>> START EXERCISE MATERIAL

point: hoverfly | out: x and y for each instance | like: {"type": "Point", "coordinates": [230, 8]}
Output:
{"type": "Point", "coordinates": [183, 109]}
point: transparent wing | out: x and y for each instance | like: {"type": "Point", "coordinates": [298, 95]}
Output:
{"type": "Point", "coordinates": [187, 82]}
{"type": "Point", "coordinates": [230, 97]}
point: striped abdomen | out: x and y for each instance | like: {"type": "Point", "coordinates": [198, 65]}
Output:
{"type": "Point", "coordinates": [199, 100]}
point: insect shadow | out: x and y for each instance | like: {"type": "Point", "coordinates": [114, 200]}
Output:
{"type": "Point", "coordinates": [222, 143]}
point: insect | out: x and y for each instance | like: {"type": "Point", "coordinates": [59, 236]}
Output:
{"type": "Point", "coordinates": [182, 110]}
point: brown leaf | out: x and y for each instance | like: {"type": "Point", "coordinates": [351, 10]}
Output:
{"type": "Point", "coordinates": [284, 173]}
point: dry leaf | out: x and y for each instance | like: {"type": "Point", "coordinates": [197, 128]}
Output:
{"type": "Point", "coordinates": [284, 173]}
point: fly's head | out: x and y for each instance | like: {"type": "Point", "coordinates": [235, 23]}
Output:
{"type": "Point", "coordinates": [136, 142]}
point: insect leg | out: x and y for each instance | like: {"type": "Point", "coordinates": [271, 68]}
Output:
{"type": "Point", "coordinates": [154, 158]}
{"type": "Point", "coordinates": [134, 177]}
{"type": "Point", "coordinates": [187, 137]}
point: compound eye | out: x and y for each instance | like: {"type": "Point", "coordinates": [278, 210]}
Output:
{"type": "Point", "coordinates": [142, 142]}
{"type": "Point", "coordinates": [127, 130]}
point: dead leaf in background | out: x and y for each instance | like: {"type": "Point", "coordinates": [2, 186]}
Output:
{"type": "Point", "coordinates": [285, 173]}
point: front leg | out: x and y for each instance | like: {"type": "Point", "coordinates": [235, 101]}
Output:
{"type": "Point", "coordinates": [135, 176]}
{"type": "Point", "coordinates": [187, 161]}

>> END EXERCISE MATERIAL

■ REQUIREMENTS: Can you convert the items from the line with "point: dead leaf" through the end of the items into a two-column CSV with the headers item and answer? Give one row for each item, with its text and its answer each in one quoted field and line breaks turned into spaces.

■ CORRECT OUTPUT:
item,answer
"point: dead leaf in background | out: x and y for each instance | like: {""type"": ""Point"", ""coordinates"": [2, 186]} Output:","{""type"": ""Point"", ""coordinates"": [285, 173]}"
"point: front leg | out: x and y for each instance | like: {""type"": ""Point"", ""coordinates"": [235, 101]} Output:","{""type"": ""Point"", ""coordinates"": [135, 176]} {""type"": ""Point"", ""coordinates"": [187, 161]}"